-- Texto de lectura --
|---|
Desde las 7, Armando interrumpe su descanso tres o cuatro noches a la semana. Hay que cumplir con los turnos y asegurarse que el agua fluya. Por suerte acá, en Las Catitas, la inseguridad no es un problema. “Acá tenimos una zona buena, ¡que si no…! Yo le digo una cosa: Yo dejo la moto acá, con la llave puesta y me voy hasta la ruta. Voy y vengo. De los años que estoy, nunca me han tocao nada. Una güelta me dijo una señora por qué dejaba la moto con la llave: ‘Si se la quieren llevar que se la lleven, pero así no le rompen nada’, le dije. Juera que estuviéramos en otra zona vaya y pase pero acá, gracias a Dios, no pasa nada”.
|---|
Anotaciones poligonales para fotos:
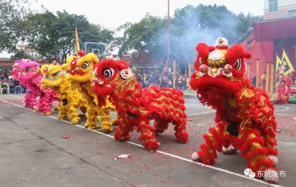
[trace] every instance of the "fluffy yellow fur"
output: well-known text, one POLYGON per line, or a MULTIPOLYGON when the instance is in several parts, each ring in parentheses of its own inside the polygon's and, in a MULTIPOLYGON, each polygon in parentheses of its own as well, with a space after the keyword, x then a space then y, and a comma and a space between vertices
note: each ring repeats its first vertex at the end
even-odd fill
POLYGON ((42 87, 50 88, 59 94, 58 98, 60 101, 58 118, 60 119, 68 119, 68 114, 70 114, 71 122, 77 124, 80 120, 77 111, 80 109, 85 113, 87 105, 82 96, 76 90, 70 88, 70 84, 66 79, 66 73, 63 68, 59 65, 44 65, 41 67, 43 77, 41 83, 42 87))
MULTIPOLYGON (((81 93, 82 97, 88 104, 87 119, 84 127, 91 129, 98 128, 97 116, 99 115, 100 117, 99 120, 102 121, 101 127, 105 132, 111 132, 113 128, 110 127, 112 124, 110 122, 111 117, 109 110, 114 111, 115 107, 108 102, 106 106, 99 108, 96 95, 92 90, 93 69, 94 64, 98 63, 99 59, 94 54, 91 53, 78 59, 75 56, 70 56, 67 58, 66 61, 70 70, 77 68, 79 68, 79 73, 68 74, 67 79, 71 84, 71 89, 77 89, 81 93), (71 63, 73 60, 76 61, 75 65, 71 63), (86 63, 87 64, 86 66, 86 63)), ((116 120, 112 121, 115 121, 116 120)))

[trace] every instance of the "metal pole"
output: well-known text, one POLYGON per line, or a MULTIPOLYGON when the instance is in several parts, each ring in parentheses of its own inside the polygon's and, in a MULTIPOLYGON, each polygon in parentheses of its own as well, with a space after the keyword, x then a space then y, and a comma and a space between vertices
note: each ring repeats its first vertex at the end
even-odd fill
POLYGON ((266 84, 265 84, 265 91, 268 93, 268 88, 269 87, 269 62, 266 62, 266 84))
POLYGON ((167 58, 167 83, 168 87, 168 62, 170 61, 170 0, 168 0, 168 56, 167 58))
POLYGON ((191 72, 191 62, 189 62, 188 65, 188 91, 190 92, 190 74, 191 72))
POLYGON ((271 68, 270 72, 270 97, 272 97, 274 94, 274 70, 275 62, 271 63, 271 68))
POLYGON ((256 88, 259 86, 259 60, 260 58, 256 58, 256 88))
POLYGON ((175 88, 176 86, 176 60, 174 60, 173 68, 173 87, 175 88))
POLYGON ((251 74, 251 63, 247 63, 247 77, 248 79, 250 79, 250 75, 251 74))

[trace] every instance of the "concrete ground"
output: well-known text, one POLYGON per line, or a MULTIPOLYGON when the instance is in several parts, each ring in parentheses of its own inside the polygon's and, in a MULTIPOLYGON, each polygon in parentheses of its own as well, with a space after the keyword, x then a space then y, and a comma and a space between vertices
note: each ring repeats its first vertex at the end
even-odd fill
MULTIPOLYGON (((0 186, 261 186, 269 184, 245 176, 247 160, 237 154, 218 153, 216 163, 191 160, 203 142, 202 135, 214 125, 215 111, 197 99, 185 99, 189 139, 178 143, 173 127, 157 137, 157 152, 141 147, 135 131, 130 141, 115 141, 114 132, 83 127, 69 120, 22 106, 24 95, 0 95, 0 186), (70 135, 66 139, 62 135, 70 135), (128 158, 114 158, 122 154, 128 158)), ((278 128, 279 170, 285 176, 273 186, 295 186, 296 168, 296 104, 275 105, 278 128)), ((112 113, 115 117, 115 114, 112 113)))

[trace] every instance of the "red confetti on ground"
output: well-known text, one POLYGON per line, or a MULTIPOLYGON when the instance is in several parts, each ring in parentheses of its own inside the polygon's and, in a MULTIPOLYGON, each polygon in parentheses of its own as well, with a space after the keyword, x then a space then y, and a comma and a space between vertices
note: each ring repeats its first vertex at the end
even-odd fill
POLYGON ((277 129, 276 129, 276 132, 281 132, 282 133, 283 133, 283 132, 281 130, 277 129))
POLYGON ((71 136, 70 135, 63 135, 62 136, 61 136, 61 137, 62 138, 64 138, 68 139, 68 138, 70 138, 71 137, 71 136))

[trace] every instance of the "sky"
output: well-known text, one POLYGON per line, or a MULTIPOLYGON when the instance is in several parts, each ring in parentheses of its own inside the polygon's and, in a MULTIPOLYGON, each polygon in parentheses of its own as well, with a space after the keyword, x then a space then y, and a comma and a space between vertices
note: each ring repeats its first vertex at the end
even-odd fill
MULTIPOLYGON (((115 30, 119 26, 128 21, 139 21, 147 12, 153 16, 163 17, 168 14, 167 0, 32 0, 30 8, 41 9, 41 5, 50 11, 55 12, 65 9, 70 13, 84 14, 90 22, 99 24, 104 27, 115 30)), ((263 0, 170 0, 170 13, 188 4, 196 6, 204 5, 224 5, 236 14, 250 12, 255 16, 263 14, 263 0), (256 5, 256 6, 254 6, 256 5)), ((121 34, 117 33, 115 36, 121 34)), ((11 54, 5 52, 0 57, 9 57, 11 54)))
|---|
-- Ejercicios --
1. Traduce al inglés esta oración del texto sobre el riego en Las Catitas: "Hay que cumplir con los turnos y asegurarse que el agua fluya."
2. Escribe cómo sigue el texto sobre el riego en Las Catitas, a partir de su última oración.

-- Respuestas esperadas --
1. The shifts have to be kept, and you have to make sure the water flows.

2.
La moto le permite moverse con rapidez y sin demasiado esfuerzo, pero también implica algunos riesgos. “Me caí tres veces en la moto. Tres golpes llevo… y ni raspones me hi hecho. Hi tenido suerte”.


41 años entre hijuelas


A Luis Masuzzo (63) le queda poco para jubilarse. Lleva 41 años “entregando el agua”. Hoy atiende el caudaloso canal Chimbas, que atraviesa Rodríguez Peña, Barriales, Palmira y llega a Chapanay, regando cerca de 3.500 hectáreas. Pero empezó teniendo apenas una hijuela, cuando tenía 21. “Mi padre, Carlos, fue el primer repartidor y después fue inspector del canal y no podía cumplir esa doble función. Entonces entré yo y en esa hijuela estuve 25 años. Después el tomero del Chimbas, que estaba viejo, se jubiló y me dijeron a mí si podía atender el canal”.


Tiene tres hijos y Ramón, el más grande, ya trabaja de tomero. La tradición parece estar asegurada porque uno de sus nietos, que todavía está en la escuela primaria, asegura que seguirá los pasos de su abuelo.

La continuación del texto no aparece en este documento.